Çıkarılan metin:
======

Başkan Erdoğan, Sayıştay'ın 163. kuruluş yılı programında önemli açıklamalarda bulundu. Erdoğan, "Sayıştay tam 163 yıldır ülkemizin en kritik kurumlarından biri olarak görev yapıyor. Bu saygın kuruma değer katan tüm Sayıştay mensuplarını tebrik ediyorum. Devletin öncelikli görevi vatandaşa hizmettir. Millete hizmetin en önemli şartı adaletin sağlanmasıdır. Zayıf, sağlıksız ve kontrolsüz bir bütçe yönetimi devlet, millet için ciddi varoluş tehdidi oluşturur. Sayıştay başkanlığımız bu güçlü görevi alnının akıyla yürütmektedir" ifadelerini kullandı.
Başkan Erdoğan, "Son dönemde yürütülen tahkikatları bu bakımdan olumlu karşılıyoruz.
Anayasamızın sunduğu imkanlar çerçevesinde bu yönde atılan her müspet adımı desteklemeyi sürdüreceğiz. Milletin hakını yiyenin gözünün yaşına bakmayacağız" dedi.

"EN BÜYÜK GÜNAHLARDAN BİRİ"
"Devlet hazinesinin müdafaa edilmesi milletimiz adına Sayıştay'ın uhdesindedir." diyen Erdoğan, "86 milyon vatandaşımızın tamamının hakkı, payı vardır. Kamu malına el uzatmak kul hakkına girmek en büyük günahlardan biridir. Şeffaf, hesap verilebilir ve güvenilir bir kamu yönetimine her zaman ihtiyaç vardır. Kamu malına el uzatmak en büyük günahlardan biri. Devletin görevi hizmettir.
Kaynaklarımız etkin ve verimli şekilde kullanılmalı" diye konuştu.

"ASLA KABUL EDİLEMEZ"
Amir ya da memur fark etmeksizin her bir kamu çalışanının titizlikle hareket etmesi gerektiğini vurgulayan Başkan Erdoğan, "Görevi, unvanı konumu ne olursa olsun kamu malının usulsüz ya da savurgan şekilde kullanılması, beytülmalin istismar edilmesi bizim için asla kabul edilemez. Kamu malı istismar edilmemeli. Harcamalarda usulsüzlük varsa hesabı yargıya verilir. Sayıştay mensuplarımızdan da itinayla yerine getirmelerini istiyoruz.
Türkiye'de hiç kimse hukukun üstünde değildir.
İster atanmış ister seçilmiş olsun kamu görevi ifa eden herkes kamu malına sahip çıkmakla mükelleftir. Önce yargıya sonra millete verilmesi gerekir. Çiğ süt içmeyenin karnı da başı da ağrımaz" şeklinde konuştu.
"KRİTİK BİR EŞİĞİ DAHA AŞTIK"

======

Veri satırları:
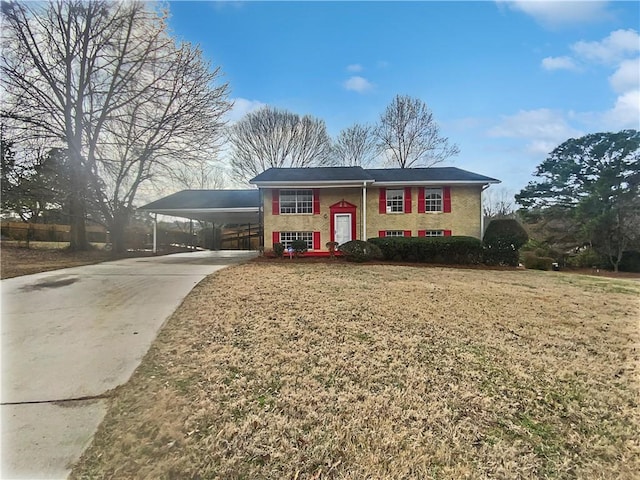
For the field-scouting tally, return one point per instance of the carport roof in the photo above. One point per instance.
(218, 206)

======

Yukarıdaki Sayıştay haberinde "Anayasamızın sunduğu imkanlar" sözleriyle başlayıp "Devletin görevi hizmettir." sözlerine kadar inen bölümün tamamını, hiçbir değişiklik yapmadan yeniden yazın.

Yanıt:
Anayasamızın sunduğu imkanlar çerçevesinde bu yönde atılan her müspet adımı desteklemeyi sürdüreceğiz. Milletin hakını yiyenin gözünün yaşına bakmayacağız" dedi.

"EN BÜYÜK GÜNAHLARDAN BİRİ"
"Devlet hazinesinin müdafaa edilmesi milletimiz adına Sayıştay'ın uhdesindedir." diyen Erdoğan, "86 milyon vatandaşımızın tamamının hakkı, payı vardır. Kamu malına el uzatmak kul hakkına girmek en büyük günahlardan biridir. Şeffaf, hesap verilebilir ve güvenilir bir kamu yönetimine her zaman ihtiyaç vardır. Kamu malına el uzatmak en büyük günahlardan biri. Devletin görevi hizmettir.